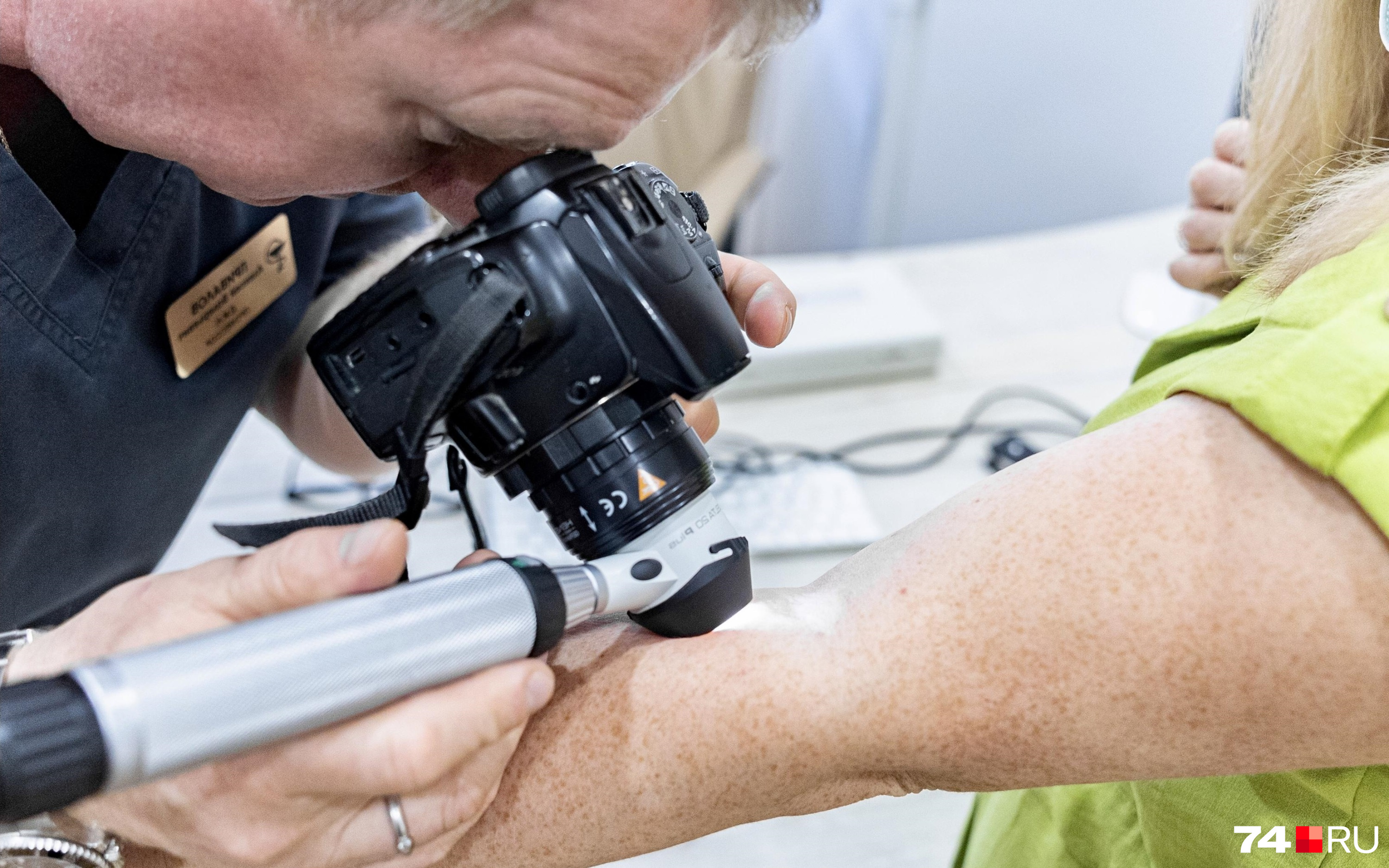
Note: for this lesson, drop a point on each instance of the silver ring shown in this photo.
(398, 824)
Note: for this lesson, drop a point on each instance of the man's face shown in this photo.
(267, 109)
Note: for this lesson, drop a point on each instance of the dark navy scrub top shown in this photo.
(103, 449)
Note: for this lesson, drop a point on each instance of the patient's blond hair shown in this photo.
(1319, 167)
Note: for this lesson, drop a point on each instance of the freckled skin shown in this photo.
(1139, 603)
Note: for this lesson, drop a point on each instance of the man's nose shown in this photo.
(455, 180)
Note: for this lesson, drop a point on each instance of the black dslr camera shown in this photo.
(546, 339)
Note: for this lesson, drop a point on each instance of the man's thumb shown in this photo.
(314, 566)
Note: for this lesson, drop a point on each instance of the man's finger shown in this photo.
(437, 817)
(763, 305)
(702, 417)
(1217, 184)
(477, 557)
(1203, 230)
(313, 566)
(412, 745)
(1233, 141)
(1203, 271)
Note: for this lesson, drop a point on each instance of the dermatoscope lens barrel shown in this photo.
(614, 474)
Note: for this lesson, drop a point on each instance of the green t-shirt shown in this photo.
(1309, 368)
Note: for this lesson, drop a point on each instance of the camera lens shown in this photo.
(616, 473)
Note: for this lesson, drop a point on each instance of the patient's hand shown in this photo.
(1217, 187)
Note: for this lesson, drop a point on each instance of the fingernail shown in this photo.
(538, 691)
(359, 545)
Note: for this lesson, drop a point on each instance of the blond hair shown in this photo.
(1319, 178)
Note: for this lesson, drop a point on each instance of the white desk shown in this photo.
(1039, 310)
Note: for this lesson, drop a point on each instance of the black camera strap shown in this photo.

Work instructions ::
Extract every line of the data above word for word, omitting the pictures.

Solution for this exercise ::
Note: for this lesson, drop a point on each instance of the silver ring shown in this photo.
(398, 824)
Note: for this lesson, drop a point on each instance of the man's face shown in this photo.
(267, 109)
Note: for this lesson, drop a point on each instance of the dark navy scrub top shown in this photo.
(103, 449)
Note: for this lesson, drop a point on each instance of the patient's blond hair shown in this photo.
(1319, 167)
Note: for this lesson, drop a point on each instance of the freckled skin shown in this photo.
(1139, 603)
Note: for this lesson, drop a point on each instance of the man's nose shown in this photo.
(455, 180)
Note: for this lesson, drop a point on each instance of the black dslr camera shown in this photo.
(546, 339)
Note: for this lesson, drop a point on each instance of the man's thumb shown in this photo.
(314, 566)
Note: for this lesson, drop a point on each instance of the man's finger shown in this photo.
(437, 817)
(763, 305)
(702, 417)
(1217, 184)
(477, 557)
(1203, 230)
(313, 566)
(412, 745)
(1233, 141)
(1203, 271)
Note: for this lesson, drop a point on each instance of the dermatoscope lens barrel shown in this photo.
(614, 474)
Note: for this lesson, drop a point on each instance of the green t-shirt shown in this photo.
(1309, 368)
Note: for this lesson, drop a point on each instance of the camera lens shown in this photo.
(616, 473)
Note: for this lesson, drop a point on each instance of the patient's hand shown in this photo.
(1217, 187)
Note: for this lesson, drop a point on each instance of the fingernail shown in this photo.
(538, 691)
(359, 545)
Note: for this lesson, drop a point on each instance of the blond hair shown in this photo.
(1319, 178)
Note: for this lesson, drop a point on each instance of the white desk shown in this photo.
(1039, 310)
Note: for this lesson, drop a point on each instance of the black camera strap shown in this photo.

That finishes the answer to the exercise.